Show each line in the records below that contains the string "path".

** begin **

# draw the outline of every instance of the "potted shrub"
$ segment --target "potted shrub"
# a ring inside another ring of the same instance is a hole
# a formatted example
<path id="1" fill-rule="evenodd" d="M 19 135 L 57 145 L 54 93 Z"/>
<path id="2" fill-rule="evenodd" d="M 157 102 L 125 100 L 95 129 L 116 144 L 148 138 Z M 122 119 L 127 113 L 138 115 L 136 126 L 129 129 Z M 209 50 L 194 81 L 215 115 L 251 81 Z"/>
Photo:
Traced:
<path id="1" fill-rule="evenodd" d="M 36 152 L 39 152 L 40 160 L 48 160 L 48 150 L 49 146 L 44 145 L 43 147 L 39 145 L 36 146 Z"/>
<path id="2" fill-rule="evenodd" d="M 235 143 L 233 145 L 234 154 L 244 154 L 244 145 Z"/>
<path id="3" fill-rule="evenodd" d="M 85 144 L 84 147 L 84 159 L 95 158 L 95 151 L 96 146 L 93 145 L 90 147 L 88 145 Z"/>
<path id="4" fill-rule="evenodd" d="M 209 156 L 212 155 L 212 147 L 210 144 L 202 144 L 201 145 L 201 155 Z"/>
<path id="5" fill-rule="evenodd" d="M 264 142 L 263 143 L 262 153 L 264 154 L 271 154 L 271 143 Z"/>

** end **

* Solution below
<path id="1" fill-rule="evenodd" d="M 19 135 L 57 145 L 54 93 Z"/>
<path id="2" fill-rule="evenodd" d="M 157 102 L 125 100 L 95 129 L 116 144 L 148 138 Z M 122 119 L 127 113 L 138 115 L 136 126 L 129 129 Z M 209 50 L 194 81 L 215 115 L 251 81 Z"/>
<path id="1" fill-rule="evenodd" d="M 36 152 L 39 152 L 40 160 L 48 160 L 48 150 L 49 146 L 44 145 L 43 147 L 39 145 L 36 146 Z"/>
<path id="2" fill-rule="evenodd" d="M 235 143 L 233 145 L 234 154 L 244 154 L 244 145 Z"/>
<path id="3" fill-rule="evenodd" d="M 85 144 L 84 147 L 84 159 L 95 158 L 95 151 L 96 146 L 93 145 L 90 147 L 88 145 Z"/>
<path id="4" fill-rule="evenodd" d="M 209 156 L 212 155 L 212 147 L 210 144 L 202 144 L 201 145 L 201 155 Z"/>
<path id="5" fill-rule="evenodd" d="M 264 142 L 263 143 L 262 153 L 264 154 L 271 154 L 271 143 Z"/>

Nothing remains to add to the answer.